Written exercise: Reproduce all of the records below, substituting "enclosing rectangle" for every occurrence of "bounding box" and leaving all other text unchanged.

Annotated coordinate records:
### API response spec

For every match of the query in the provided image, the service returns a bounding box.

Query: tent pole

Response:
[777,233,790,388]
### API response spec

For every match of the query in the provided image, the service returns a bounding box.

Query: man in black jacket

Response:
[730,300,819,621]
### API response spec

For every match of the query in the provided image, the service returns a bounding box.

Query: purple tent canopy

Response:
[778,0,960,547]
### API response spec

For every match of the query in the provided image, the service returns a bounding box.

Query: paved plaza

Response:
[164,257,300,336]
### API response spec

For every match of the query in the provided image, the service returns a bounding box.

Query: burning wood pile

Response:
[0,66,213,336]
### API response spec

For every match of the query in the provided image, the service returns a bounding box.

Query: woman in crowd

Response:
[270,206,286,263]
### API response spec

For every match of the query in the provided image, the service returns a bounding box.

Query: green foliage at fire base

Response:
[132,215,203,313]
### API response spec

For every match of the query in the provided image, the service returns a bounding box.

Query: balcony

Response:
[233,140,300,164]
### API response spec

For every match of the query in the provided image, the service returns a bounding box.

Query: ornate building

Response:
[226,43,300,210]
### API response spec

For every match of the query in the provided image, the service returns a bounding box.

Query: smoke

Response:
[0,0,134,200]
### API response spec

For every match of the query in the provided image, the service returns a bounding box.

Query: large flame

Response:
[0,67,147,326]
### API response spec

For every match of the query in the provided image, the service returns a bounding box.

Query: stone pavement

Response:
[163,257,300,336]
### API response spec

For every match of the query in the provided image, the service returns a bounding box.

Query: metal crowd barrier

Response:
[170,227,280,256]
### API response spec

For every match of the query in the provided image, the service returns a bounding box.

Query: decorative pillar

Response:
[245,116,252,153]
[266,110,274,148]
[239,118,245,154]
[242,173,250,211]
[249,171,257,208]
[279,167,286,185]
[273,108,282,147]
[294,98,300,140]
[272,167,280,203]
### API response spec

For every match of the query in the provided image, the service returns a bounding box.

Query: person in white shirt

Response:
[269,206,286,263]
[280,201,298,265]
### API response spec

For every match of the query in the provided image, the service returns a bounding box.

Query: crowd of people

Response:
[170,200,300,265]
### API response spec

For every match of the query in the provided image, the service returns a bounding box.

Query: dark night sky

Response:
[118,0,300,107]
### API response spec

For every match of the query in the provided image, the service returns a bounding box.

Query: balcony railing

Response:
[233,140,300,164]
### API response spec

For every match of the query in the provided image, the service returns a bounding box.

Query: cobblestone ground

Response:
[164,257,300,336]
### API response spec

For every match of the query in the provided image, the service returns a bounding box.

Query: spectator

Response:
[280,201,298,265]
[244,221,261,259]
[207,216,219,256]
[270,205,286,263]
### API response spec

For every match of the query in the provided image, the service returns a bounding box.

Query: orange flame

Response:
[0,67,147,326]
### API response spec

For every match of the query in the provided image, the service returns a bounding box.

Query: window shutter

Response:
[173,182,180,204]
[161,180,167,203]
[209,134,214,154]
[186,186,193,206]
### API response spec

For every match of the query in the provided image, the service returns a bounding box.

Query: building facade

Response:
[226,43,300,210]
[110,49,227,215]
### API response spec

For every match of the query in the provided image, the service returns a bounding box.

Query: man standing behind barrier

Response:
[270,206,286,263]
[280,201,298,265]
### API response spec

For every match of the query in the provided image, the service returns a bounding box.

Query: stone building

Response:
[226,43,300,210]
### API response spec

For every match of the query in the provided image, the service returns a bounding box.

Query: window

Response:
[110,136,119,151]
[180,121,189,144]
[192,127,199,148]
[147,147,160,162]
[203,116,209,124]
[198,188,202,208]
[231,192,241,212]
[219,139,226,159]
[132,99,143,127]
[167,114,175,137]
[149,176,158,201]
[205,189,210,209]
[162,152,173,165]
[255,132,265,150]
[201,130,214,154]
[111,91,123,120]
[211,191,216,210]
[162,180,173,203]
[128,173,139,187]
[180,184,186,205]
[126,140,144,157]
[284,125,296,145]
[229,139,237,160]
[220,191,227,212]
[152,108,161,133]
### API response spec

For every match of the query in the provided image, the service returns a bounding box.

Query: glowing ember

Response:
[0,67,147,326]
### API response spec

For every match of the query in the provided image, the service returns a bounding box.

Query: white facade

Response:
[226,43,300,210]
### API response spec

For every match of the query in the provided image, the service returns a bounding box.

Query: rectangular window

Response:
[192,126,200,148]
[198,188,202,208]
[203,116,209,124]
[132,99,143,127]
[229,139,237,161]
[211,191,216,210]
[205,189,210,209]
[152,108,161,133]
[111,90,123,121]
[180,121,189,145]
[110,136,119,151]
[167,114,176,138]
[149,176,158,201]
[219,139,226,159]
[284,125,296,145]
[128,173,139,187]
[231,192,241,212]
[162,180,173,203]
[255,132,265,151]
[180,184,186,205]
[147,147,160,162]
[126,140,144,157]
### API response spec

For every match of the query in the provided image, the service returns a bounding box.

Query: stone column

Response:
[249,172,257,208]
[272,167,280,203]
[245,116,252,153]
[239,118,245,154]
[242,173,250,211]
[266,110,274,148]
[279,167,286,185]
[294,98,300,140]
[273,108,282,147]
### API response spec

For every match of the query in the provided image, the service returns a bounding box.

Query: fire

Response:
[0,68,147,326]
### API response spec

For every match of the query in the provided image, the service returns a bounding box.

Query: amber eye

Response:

Reply to the exercise:
### API response spec

For every match of the query in the provided image, the service returns a enclosing rectangle.

Query: tent pole

Response:
[777,233,790,388]
### API response spec

For every match of the query in the provided image, the service returns a enclosing rectangle.

Query: man in black jacket

Response:
[730,300,819,621]
### API response spec

For every match of the query in the provided image, the service returns a enclosing rectangle.

Query: purple tent canopy

Response:
[778,0,960,547]
### API response spec

For every match of the query in the provided image, the service returns a enclosing rectangle.

Query: paved plaza

Response:
[164,257,300,336]
### API response spec

For every match of the query in the provided image, the service returns a enclosing rectangle.

Query: burning wood pile

Response:
[0,66,213,336]
### API response spec

For every match of the query in the provided image, the service returns a enclosing rectangle.

Query: woman in crowd

Response:
[270,206,286,263]
### API response spec

For every match of the query in the provided image, the service returns a enclosing rectangle.

Query: green foliage at fire base

Response:
[132,215,203,313]
### API response spec

For every match of the query in the provided image, the service returns a enclosing rectangle.

Query: balcony

Response:
[233,140,300,164]
### API response spec

For every match of the query in the provided image, the service returns a enclosing rectangle.

Query: ornate building

Response:
[226,43,300,210]
### API response spec

For every match of the query in the provided image, the service returns a enclosing rectangle.

Query: smoke

Response:
[0,0,134,200]
### API response spec

For every match of the query in the provided image, the service returns a enclosing rectangle.

Query: large flame

Response:
[0,67,147,326]
### API response spec

For every match of the query in the provided image, the service returns a enclosing rectangle.

Query: stone pavement

Response:
[163,257,300,336]
### API response spec

For every match of the query in the provided image, the service returns a enclosing rectangle.

Query: metal crowd barrier

Response:
[170,227,280,256]
### API response spec

For every match of the query in the provided image, the service returns a enclosing rectangle.

Query: decorative pillar

Response:
[245,116,252,153]
[266,110,274,148]
[239,118,245,154]
[242,173,250,211]
[249,171,257,208]
[279,167,286,185]
[273,108,282,147]
[294,98,300,140]
[272,167,280,203]
### API response spec

For every match of the query in the provided image, the service returns a enclosing rectangle.

Query: person in white shirt

Response:
[269,206,286,263]
[280,201,298,265]
### API response spec

For every match of the query in the provided image, the service returns a enclosing rectangle.

Query: crowd of people

Response:
[170,200,300,265]
### API response spec

For every match of the query in the provided image, the service returns a enclosing rectangle.

Query: dark night sky

Response:
[118,0,300,107]
### API response spec

For every match of the query in the provided image, the service returns a enclosing rectangle.

Query: balcony railing

Response:
[233,140,300,164]
### API response spec

For every match of the query in the provided image, the service returns a enclosing rectangle.

Query: cobblestone ground

Response:
[164,257,300,336]
### API response spec

For every match of the query in the provided image, the service returns a enclosing rectangle.

Query: spectator

Response:
[280,201,298,265]
[244,221,261,259]
[207,216,219,256]
[270,205,286,263]
### API response spec

For every match of the query in the provided image, the service returns a enclosing rectangle.

Query: orange flame

Response:
[0,67,147,326]
### API response spec

For every match of the query in the provided image, the service returns a enclosing rectangle.

Query: window shutter

Response:
[173,182,180,204]
[161,180,167,203]
[209,134,214,154]
[186,186,193,206]
### API response spec

For every match of the query in the provided image, the service returns a enclosing rectangle.

Query: building facade

Response:
[226,43,300,210]
[110,49,227,215]
### API response spec

For every match of the query in the provided image, the service returns a enclosing rectangle.

Query: man standing behind barrier

Response:
[270,206,286,263]
[280,201,298,265]
### API response spec

For every match of the query in the provided image, the service returns a enclosing rectangle.

Query: stone building

Response:
[226,43,300,210]
### API response spec

For every match of the query in the provided image, the service returns a enclosing rectangle.

Query: window

Response:
[110,136,119,151]
[180,121,189,144]
[192,127,199,148]
[147,147,160,162]
[203,116,209,124]
[198,188,202,208]
[231,192,241,212]
[219,139,226,159]
[132,99,143,127]
[167,114,175,137]
[149,176,158,201]
[205,189,210,209]
[162,152,173,165]
[255,132,265,150]
[201,130,214,154]
[111,91,123,120]
[211,191,216,210]
[162,180,173,203]
[128,173,139,187]
[180,184,186,205]
[126,140,144,157]
[284,125,296,145]
[229,139,237,160]
[220,191,227,212]
[152,108,161,133]
### API response spec

For every match of the query in the provided image, the service returns a enclosing rectangle.

Query: glowing ember

Response:
[0,67,147,326]
### API response spec

For every match of the query in the provided image, the service returns a enclosing rectangle.

Query: white facade

Response:
[226,43,300,210]
### API response spec

For every match of the query in the provided image, the service returns a enclosing rectangle.

Query: rectangular window

Response:
[192,126,200,148]
[198,188,202,208]
[203,116,209,124]
[132,99,143,127]
[229,139,237,161]
[211,191,216,210]
[205,189,210,209]
[152,108,161,133]
[111,90,123,121]
[180,121,189,145]
[110,136,119,151]
[167,114,176,138]
[149,176,158,201]
[219,139,226,159]
[284,125,296,145]
[128,173,139,187]
[231,192,241,212]
[162,180,173,203]
[255,132,265,151]
[180,184,186,205]
[147,147,160,162]
[126,140,144,157]
### API response spec

For every match of the query in the provided image, the service returns a enclosing rectangle.

Query: stone column

Response:
[249,172,257,208]
[272,167,280,203]
[245,116,252,153]
[239,118,245,154]
[242,173,250,211]
[266,110,274,148]
[279,167,286,185]
[294,98,300,140]
[273,108,282,147]
### API response spec

For every match of the query in the provided image, the service returns a enclosing rectangle.

Query: fire

Response:
[0,68,147,326]
### API response spec

For every match of the query in the provided image, the service returns a enclosing rectangle.

Query: amber eye

Response:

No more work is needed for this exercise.